Music Box Theatre, 3733 N Southport Ave
One of the great 80s horror comedies comes to the Music Box for a week long late-night run with a newly restored digital print. If you’ve never seen Re-Animator (Stuart Gordon, 1985, 4K DCP) you’ve missed out on one of the funniest, grossest, craziest horror films ever made. A sort of re-imagining of Frankenstein, Re-Animator takes the classic story and adds buckets of blood and a bit of tongue-and-cheek humor for something truly unique. And for you film purists out there, three screenings from September 22-24 will be presented on 35mm.
Jimmy Through the Years continues with perhaps Jimmy Stewart’s career defining role as the titular Mr. Smith Goes to Washington (Frank Capra, 1939, 35mm). The film that continues to give us hope that politicians aren’t all soulless and greedy plays both Saturday and Sunday at 11:30 am.
Perhaps the greatest standup comedy film ever made gets the Is It Still Funny? treatment this week as Marc Caro presents Richard Pryor: Live in Concert (Jeff Margolis, 1979, 35mm) on Tuesday, September 26. As the standup comedy special has become almost exclusively limited to Netflix these days, the rare opportunity to see one of the best to ever do it on the big screen shouldn’t be passed up.

····················

**WORK REQUIRED:**
Retype the part of the Music Box listings from "Music Box Theatre, 3733" down to "at 11:30 am.", copying every word and mark without change.

**RECORDS PROVIDED:**
····················

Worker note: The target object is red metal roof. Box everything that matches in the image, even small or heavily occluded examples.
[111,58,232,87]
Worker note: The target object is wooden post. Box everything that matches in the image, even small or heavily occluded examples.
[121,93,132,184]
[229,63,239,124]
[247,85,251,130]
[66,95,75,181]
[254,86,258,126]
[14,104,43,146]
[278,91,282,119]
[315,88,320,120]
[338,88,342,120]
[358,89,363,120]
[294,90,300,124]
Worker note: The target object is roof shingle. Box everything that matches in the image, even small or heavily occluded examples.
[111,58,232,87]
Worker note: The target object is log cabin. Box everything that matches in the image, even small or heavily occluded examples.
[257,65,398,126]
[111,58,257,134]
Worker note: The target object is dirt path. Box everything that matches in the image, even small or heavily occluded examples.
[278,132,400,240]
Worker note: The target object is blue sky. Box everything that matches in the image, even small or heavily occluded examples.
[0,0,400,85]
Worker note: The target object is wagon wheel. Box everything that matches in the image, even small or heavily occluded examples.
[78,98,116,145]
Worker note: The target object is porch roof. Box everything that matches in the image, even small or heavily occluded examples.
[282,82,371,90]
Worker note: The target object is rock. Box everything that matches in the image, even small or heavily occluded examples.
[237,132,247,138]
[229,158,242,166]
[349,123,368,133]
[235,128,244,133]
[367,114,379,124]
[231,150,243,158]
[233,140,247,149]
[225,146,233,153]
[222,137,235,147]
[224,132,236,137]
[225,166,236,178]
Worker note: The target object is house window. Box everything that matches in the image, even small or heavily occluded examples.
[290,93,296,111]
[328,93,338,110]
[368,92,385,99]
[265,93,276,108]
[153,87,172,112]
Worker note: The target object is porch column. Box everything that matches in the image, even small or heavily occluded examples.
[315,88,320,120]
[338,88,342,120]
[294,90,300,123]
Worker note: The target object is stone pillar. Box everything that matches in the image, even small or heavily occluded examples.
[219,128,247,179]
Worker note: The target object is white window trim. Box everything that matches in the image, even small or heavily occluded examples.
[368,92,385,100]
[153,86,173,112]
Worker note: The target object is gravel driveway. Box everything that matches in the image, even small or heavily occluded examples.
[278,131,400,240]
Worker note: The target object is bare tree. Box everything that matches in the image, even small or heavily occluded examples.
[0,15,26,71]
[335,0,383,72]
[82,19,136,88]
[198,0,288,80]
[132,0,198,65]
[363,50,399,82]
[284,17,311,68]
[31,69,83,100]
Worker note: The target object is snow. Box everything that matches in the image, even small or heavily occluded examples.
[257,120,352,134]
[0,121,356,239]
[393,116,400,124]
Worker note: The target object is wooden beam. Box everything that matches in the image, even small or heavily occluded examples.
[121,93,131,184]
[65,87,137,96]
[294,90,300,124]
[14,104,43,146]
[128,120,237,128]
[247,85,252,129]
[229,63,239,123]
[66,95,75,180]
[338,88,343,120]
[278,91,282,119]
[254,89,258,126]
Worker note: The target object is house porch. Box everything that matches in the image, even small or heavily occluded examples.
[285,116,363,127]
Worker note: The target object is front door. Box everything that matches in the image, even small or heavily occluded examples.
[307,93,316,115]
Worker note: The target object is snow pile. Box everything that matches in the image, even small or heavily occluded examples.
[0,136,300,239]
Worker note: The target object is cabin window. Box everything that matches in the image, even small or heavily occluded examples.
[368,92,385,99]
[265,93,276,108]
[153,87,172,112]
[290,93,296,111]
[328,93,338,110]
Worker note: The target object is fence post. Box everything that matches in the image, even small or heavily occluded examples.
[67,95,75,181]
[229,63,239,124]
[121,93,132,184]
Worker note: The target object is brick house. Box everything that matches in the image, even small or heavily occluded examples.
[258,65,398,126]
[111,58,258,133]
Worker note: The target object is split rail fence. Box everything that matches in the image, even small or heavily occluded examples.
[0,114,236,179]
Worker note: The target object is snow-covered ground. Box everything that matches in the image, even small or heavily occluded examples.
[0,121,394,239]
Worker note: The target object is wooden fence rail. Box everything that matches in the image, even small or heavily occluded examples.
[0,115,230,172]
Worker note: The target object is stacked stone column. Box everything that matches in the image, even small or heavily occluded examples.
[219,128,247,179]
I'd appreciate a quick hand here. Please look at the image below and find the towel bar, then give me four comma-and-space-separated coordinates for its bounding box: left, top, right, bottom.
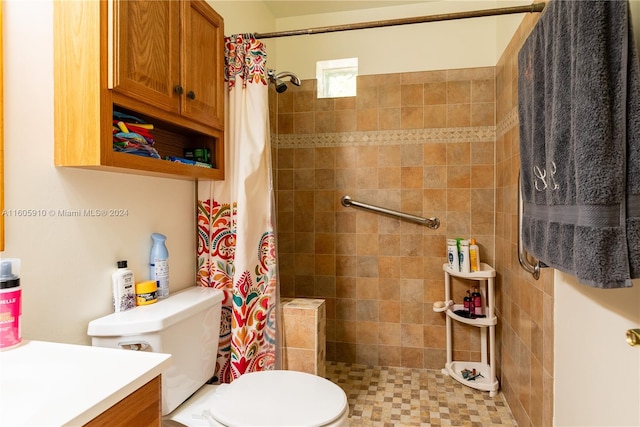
518, 172, 540, 280
342, 196, 440, 229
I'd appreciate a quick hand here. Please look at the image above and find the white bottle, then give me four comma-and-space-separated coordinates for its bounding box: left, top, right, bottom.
149, 233, 169, 298
447, 239, 460, 271
460, 240, 471, 273
111, 261, 136, 313
469, 239, 480, 273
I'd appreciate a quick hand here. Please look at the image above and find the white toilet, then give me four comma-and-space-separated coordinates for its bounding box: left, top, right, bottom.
88, 287, 349, 427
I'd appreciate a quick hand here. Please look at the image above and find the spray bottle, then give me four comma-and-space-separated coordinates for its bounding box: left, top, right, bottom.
149, 233, 169, 298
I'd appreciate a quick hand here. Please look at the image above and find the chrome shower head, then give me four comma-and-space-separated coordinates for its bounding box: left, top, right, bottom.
267, 70, 302, 93
275, 71, 301, 86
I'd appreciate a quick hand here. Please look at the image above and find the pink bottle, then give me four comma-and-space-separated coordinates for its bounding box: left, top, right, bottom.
0, 259, 22, 351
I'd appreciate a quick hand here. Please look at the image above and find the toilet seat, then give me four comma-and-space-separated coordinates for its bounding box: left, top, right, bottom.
162, 371, 349, 427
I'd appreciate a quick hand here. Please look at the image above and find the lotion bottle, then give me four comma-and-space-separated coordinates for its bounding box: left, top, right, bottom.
111, 261, 136, 313
460, 240, 471, 273
149, 233, 169, 299
0, 258, 22, 351
469, 239, 480, 273
447, 239, 460, 272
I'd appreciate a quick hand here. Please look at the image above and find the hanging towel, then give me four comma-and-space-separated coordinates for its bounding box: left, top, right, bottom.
518, 0, 640, 288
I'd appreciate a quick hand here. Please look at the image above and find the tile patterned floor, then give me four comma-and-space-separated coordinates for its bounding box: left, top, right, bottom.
326, 362, 517, 427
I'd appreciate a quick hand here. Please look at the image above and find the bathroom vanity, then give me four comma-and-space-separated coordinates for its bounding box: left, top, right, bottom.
0, 341, 171, 426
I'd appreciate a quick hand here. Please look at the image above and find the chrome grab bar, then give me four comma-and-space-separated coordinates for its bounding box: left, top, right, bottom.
342, 196, 440, 230
518, 173, 540, 280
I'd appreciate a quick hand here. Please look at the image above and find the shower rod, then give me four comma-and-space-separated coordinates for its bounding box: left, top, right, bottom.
254, 3, 545, 39
342, 196, 440, 230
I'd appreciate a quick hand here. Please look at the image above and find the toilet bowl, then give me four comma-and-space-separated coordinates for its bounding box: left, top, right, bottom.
88, 287, 349, 427
163, 371, 349, 427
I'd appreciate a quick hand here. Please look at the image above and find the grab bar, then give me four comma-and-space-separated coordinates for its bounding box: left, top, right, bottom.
342, 196, 440, 230
518, 173, 540, 280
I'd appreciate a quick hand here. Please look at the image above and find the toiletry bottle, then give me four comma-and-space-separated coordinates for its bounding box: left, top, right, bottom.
463, 290, 473, 315
469, 239, 480, 273
460, 240, 471, 273
471, 286, 482, 316
149, 233, 169, 298
111, 261, 136, 313
0, 258, 22, 350
447, 239, 460, 271
136, 280, 158, 305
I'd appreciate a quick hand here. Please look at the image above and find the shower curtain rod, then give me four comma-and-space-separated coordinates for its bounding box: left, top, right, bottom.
254, 3, 545, 39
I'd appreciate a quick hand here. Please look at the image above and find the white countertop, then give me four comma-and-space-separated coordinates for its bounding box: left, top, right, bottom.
0, 341, 171, 427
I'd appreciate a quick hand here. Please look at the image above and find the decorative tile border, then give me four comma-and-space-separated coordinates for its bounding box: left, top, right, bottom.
272, 126, 496, 148
496, 107, 520, 138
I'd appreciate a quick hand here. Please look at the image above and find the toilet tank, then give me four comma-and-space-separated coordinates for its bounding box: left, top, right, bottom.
87, 286, 223, 415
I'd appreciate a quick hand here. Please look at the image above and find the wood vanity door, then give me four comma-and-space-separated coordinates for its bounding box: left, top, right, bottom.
85, 375, 162, 427
182, 0, 224, 129
111, 0, 181, 113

····················

**EXERCISE OUTPUT:**
Music Box Theatre, 3733 N Southport Ave
One of the great 80s horror comedies comes to the Music Box for a week long late-night run with a newly restored digital print. If you’ve never seen Re-Animator (Stuart Gordon, 1985, 4K DCP) you’ve missed out on one of the funniest, grossest, craziest horror films ever made. A sort of re-imagining of Frankenstein, Re-Animator takes the classic story and adds buckets of blood and a bit of tongue-and-cheek humor for something truly unique. And for you film purists out there, three screenings from September 22-24 will be presented on 35mm.
Jimmy Through the Years continues with perhaps Jimmy Stewart’s career defining role as the titular Mr. Smith Goes to Washington (Frank Capra, 1939, 35mm). The film that continues to give us hope that politicians aren’t all soulless and greedy plays both Saturday and Sunday at 11:30 am.